- **To do**
Every line in the listing that holds "black" counts once; state the total and nothing more.

(Beginning of Entries shown)

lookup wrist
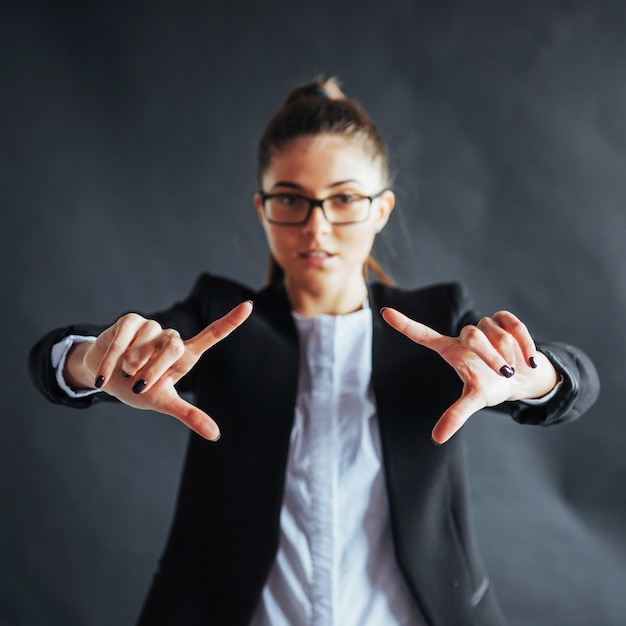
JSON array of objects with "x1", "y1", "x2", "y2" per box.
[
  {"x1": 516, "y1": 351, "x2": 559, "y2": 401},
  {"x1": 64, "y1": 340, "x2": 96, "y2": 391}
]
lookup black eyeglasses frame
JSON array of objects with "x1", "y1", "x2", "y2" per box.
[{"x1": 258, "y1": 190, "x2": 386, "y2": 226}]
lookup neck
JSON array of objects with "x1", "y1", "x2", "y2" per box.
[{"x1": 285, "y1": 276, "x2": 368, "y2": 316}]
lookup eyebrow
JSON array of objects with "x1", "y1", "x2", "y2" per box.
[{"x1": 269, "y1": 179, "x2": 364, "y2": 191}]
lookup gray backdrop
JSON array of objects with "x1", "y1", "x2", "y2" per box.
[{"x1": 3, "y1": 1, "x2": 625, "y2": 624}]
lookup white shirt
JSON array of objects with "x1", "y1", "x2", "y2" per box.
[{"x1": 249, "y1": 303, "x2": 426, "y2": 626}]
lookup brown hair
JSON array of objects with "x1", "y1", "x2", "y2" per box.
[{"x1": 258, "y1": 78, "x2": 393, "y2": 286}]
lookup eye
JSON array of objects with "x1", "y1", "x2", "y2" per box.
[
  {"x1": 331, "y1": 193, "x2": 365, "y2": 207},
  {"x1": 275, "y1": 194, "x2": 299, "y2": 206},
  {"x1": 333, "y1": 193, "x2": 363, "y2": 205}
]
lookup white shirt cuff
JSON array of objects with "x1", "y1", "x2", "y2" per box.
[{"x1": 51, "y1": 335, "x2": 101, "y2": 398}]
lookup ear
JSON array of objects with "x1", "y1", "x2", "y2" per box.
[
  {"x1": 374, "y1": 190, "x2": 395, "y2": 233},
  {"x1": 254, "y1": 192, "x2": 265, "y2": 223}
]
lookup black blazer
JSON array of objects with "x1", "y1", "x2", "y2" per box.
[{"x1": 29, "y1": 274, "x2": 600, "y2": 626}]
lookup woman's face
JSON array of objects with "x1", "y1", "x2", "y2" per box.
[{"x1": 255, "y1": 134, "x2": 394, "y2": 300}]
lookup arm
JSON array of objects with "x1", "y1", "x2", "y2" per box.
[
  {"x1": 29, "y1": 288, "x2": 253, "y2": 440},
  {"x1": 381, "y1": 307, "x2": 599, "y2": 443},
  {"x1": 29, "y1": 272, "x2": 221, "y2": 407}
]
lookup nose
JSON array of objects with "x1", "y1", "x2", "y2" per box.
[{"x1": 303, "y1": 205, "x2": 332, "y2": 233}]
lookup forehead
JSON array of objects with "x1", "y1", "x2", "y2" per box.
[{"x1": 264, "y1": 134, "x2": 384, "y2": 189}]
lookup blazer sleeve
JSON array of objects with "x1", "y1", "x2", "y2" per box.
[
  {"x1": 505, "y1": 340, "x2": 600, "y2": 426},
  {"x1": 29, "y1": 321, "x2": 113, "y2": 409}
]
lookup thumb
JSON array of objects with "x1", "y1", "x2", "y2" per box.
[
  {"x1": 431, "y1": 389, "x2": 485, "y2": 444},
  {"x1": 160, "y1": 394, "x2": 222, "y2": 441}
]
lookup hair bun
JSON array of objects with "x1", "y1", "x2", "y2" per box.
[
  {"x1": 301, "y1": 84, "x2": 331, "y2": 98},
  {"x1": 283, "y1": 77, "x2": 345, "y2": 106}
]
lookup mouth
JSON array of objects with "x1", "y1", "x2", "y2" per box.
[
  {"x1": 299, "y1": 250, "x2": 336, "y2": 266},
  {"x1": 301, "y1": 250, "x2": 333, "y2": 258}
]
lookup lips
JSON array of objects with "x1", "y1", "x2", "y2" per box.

(End of Entries shown)

- **Result for this exercise**
2